=== PROBLEM DESCRIPTION ===
Please restate all of the records word for word, setting the pictures aside.

=== THE INPUT ===
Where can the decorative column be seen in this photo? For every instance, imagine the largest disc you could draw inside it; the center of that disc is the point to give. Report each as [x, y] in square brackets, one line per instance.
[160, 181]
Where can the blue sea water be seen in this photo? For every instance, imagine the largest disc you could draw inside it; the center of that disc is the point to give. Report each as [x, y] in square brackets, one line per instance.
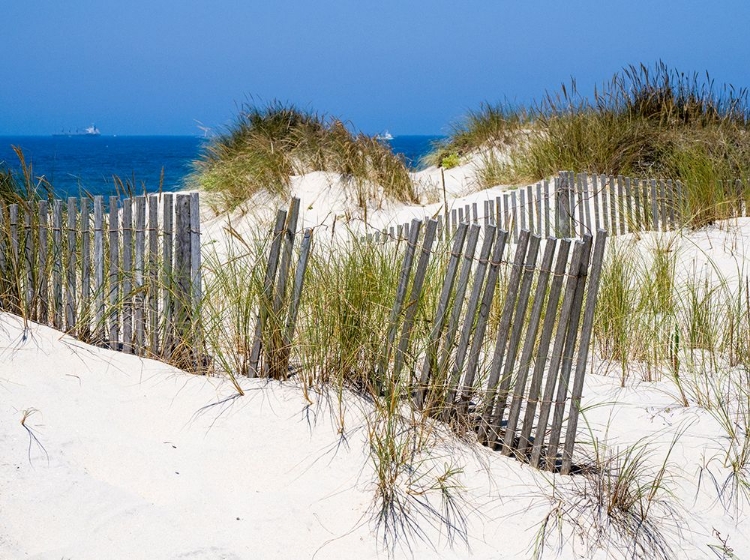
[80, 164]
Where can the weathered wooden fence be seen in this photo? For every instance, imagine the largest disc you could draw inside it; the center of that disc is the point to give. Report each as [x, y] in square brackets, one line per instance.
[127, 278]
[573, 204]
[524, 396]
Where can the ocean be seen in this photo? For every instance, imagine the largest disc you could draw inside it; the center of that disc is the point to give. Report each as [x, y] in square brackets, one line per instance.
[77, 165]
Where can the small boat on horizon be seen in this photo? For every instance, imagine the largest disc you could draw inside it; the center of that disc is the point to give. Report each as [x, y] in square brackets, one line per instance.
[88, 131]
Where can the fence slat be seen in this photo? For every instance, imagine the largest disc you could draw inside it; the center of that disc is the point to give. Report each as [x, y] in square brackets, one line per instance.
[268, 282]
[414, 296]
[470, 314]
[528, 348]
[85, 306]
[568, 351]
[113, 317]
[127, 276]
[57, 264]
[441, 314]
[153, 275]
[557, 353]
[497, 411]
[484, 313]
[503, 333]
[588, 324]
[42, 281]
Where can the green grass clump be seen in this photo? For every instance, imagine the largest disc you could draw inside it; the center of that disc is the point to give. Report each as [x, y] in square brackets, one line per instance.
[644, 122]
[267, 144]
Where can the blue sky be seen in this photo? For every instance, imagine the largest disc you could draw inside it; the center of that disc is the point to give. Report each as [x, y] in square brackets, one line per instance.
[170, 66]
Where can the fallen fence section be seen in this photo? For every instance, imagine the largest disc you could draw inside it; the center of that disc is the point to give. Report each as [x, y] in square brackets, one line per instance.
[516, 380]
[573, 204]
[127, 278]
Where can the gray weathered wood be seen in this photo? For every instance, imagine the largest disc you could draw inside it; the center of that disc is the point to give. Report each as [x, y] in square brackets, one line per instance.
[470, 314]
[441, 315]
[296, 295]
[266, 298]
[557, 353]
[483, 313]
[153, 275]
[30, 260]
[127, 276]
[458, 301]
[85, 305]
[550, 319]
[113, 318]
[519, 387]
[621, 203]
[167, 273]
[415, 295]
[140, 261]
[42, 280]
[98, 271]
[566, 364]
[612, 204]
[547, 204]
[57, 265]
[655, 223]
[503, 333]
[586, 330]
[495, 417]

=== ANSWER FOR THE TASK ===
Where can the decorative column be seen in this photo? For every instance, imagine the largest disc you could draw inside it; the center of that disc is the point to give. Report each as [x, y] in square brackets, one line per instance.
[160, 181]
Where can the blue sea water be seen in this photo? For every instance, imagine the largest disc you could draw inside it; the center of that disc is the point to give. Report each as [x, y] in square brackets, one line per instance.
[80, 164]
Where can the weathered wooden fence be seen in this photo? For every instance, imagine the largest disc you could draw inside it; the center of that disc is the point to give. Report each as [x, y] in square brackets, one line per instance.
[127, 278]
[573, 204]
[524, 396]
Where can the ocean be seen in this photo? For every instance, imagine the largest disc you could draw inside it; the center of that disc is the point to give. Report each as [x, y] in square brackets, one line per instance.
[77, 165]
Where can the small boat on horizon be seen in this photo? For every instance, imagine the largest disc you could draw inside it; the center of that disc is the point to give. Report each as [x, y] in square brackets, one line per instance.
[88, 131]
Where can the fence slat be seen in this photo? For every instance, imagine the largest disc you could draw inside it; the center of that disc is the point to give. Report each as [x, y] in square brackets, one line per instance.
[268, 282]
[414, 296]
[470, 314]
[528, 348]
[85, 306]
[568, 351]
[113, 317]
[127, 276]
[57, 264]
[441, 314]
[153, 275]
[557, 353]
[497, 411]
[484, 313]
[503, 333]
[588, 324]
[42, 281]
Where can the green grass clump be seen in this photo? For every instance, imagine the largest disc you could draw inside it; the center of that disc is the point to give. Report each as [x, y] in square brackets, one line per instance.
[644, 122]
[267, 144]
Where can the blue sky be seen in this photo? For every instance, imagine the largest disc you could draw inside it; the center of that disc is the point to give. Report each as [x, y] in square brackets, one line per instance.
[170, 66]
Where can the fallen fence section be seen in this photo? For every instance, imagine the largest disc you could draw inside it; the center of that disc is the point to give. Report each as [x, y] in square brackets, one line per instance.
[516, 380]
[573, 204]
[127, 278]
Where can the gray weathered wood be seen in this photo? For every instance, imagine the largest disc you could draw inside it; the center of that disc is the point to give. Report each as [x, y] in square brackets, one line per instance.
[470, 314]
[441, 315]
[296, 295]
[266, 298]
[557, 353]
[483, 313]
[153, 275]
[30, 260]
[127, 276]
[458, 301]
[85, 305]
[550, 319]
[113, 318]
[519, 387]
[621, 203]
[167, 273]
[415, 295]
[140, 261]
[42, 280]
[98, 271]
[566, 364]
[612, 204]
[547, 204]
[57, 265]
[655, 223]
[503, 333]
[586, 330]
[495, 417]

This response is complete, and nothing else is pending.